Copy out every line of the listing below word for word, keeping its order and punctuation, and leave the pictures out of your answer.

━━━━━━━━━━━━━━━━━━━━━━━━━━━━━━

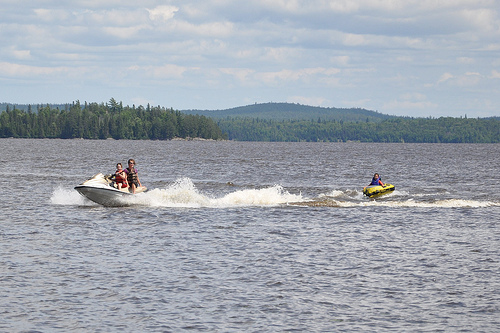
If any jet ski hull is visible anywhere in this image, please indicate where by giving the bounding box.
[75,185,133,207]
[75,173,147,207]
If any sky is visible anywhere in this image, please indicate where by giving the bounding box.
[0,0,500,117]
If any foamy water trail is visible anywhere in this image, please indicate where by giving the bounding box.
[137,178,302,208]
[50,178,500,208]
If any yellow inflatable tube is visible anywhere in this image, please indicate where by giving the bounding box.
[363,183,395,198]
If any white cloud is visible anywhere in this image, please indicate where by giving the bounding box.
[490,70,500,79]
[0,0,500,116]
[147,6,179,21]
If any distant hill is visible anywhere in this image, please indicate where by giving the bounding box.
[181,103,397,122]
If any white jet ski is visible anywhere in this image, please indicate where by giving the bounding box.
[75,173,147,207]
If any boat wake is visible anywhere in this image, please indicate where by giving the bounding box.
[50,178,500,208]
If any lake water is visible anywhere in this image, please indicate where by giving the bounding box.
[0,139,500,332]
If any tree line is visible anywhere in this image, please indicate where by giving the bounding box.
[0,98,500,143]
[0,98,227,140]
[217,117,500,143]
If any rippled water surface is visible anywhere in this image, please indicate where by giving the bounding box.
[0,139,500,332]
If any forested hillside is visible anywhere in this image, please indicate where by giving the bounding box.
[182,103,395,122]
[0,98,500,143]
[217,117,500,143]
[0,99,226,140]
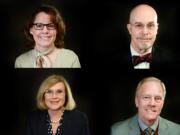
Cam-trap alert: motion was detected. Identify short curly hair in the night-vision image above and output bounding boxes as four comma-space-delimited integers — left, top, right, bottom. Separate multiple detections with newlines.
24, 5, 66, 48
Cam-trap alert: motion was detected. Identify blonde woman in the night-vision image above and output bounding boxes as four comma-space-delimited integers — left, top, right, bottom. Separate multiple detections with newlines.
25, 75, 89, 135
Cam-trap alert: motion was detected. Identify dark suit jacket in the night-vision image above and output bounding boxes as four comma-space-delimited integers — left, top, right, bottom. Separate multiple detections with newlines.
24, 109, 90, 135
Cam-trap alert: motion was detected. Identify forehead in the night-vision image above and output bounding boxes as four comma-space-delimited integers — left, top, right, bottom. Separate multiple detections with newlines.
49, 82, 65, 90
130, 6, 157, 23
139, 81, 163, 95
34, 12, 51, 21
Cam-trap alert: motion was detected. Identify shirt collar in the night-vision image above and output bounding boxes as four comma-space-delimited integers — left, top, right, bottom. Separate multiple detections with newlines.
130, 45, 152, 56
138, 118, 159, 131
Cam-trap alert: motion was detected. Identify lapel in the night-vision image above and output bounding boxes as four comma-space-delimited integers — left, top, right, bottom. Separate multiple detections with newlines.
38, 111, 48, 135
158, 116, 171, 135
128, 115, 140, 135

━━━━━━━━━━━━━━━━━━━━━━━━━━━━━━

-- Response --
If any jet ski hull is visible anywhere in this image, please indicate where by giving the bounding box.
[75,185,133,207]
[75,173,147,207]
If any sky is visible anywhere in this image, please indicate where by giving the bounding box.
[0,0,500,117]
If any foamy water trail is visible anywhere in this image, please indicate where by giving the bounding box.
[137,178,302,208]
[50,178,500,208]
If any yellow inflatable tube is visible anywhere in this image, please indicate where by giving the bounding box.
[363,183,395,198]
If any white cloud is visible anywhere in this image, please indicate where by giving the bounding box.
[490,70,500,79]
[0,0,500,116]
[147,6,179,21]
If any distant hill is visible anywhere in this image, please indicate where by giving the bounding box.
[181,103,397,122]
If any white jet ski is visible anywhere in this image, please indicate where by giving the bounding box.
[75,173,147,207]
If any boat wake is visible anywhere in this image, please indicate where by giving the bounding box.
[50,178,500,208]
If any lake water is visible anywhere in this image, please indicate where by giving the bounding box.
[0,139,500,332]
If any tree line is visible anywhere in this image, please indicate where by giving the bounding box.
[0,98,500,143]
[0,98,227,140]
[217,117,500,143]
If any rippled water surface is visible anywhere in this image, please indicate where by giving the bounding box.
[0,139,500,332]
If any forested hillside is visible anywhere in this image, please indicate where by giving the bounding box.
[182,103,395,122]
[0,98,500,143]
[217,117,500,143]
[0,99,226,140]
Cam-trap alert: motion was detected. Identify short curly hair in the night-vision image above and output bounding boxes as four comma-space-delimited integers — left, top, right, bottom. Separate multiple detections with newlines.
24, 5, 66, 48
Cam-trap alert: motion was detected. Identify blonde woman in the night-vision image above and output bounding boxes as four comma-space-delimited integers — left, top, right, bottom. Separate multiple detections with newlines.
25, 75, 89, 135
Cam-trap alert: motion was detected. Identify dark suit jacket in the night-vision image above and output bounding boxes as four comma-space-delimited integers — left, top, right, bottom. Separate multiple detections with newlines.
24, 109, 90, 135
Cam-trap alert: motion was detected. Identify forehead in the night-vision image above and output bounding boxes as four comma-space-delimited integers — left, top, right, bottom. Separate multiple detections with newlines.
49, 82, 65, 90
130, 6, 157, 23
139, 81, 163, 95
34, 12, 51, 21
Cam-trap alert: motion was detected. Identify shirt collar in the night-vision image above and output bounding boxes as four comma-space-delimited integers — left, top, right, bottom. Separate multiple detections with newlines.
130, 45, 152, 56
138, 118, 159, 131
Cam-trap alert: motion was detected. Identify lapel in the night-vision image above and output bounding boxes as four comma-space-delimited integers — left, top, right, bottom. Separate multiple detections with newlines.
38, 111, 48, 135
158, 116, 171, 135
128, 115, 140, 135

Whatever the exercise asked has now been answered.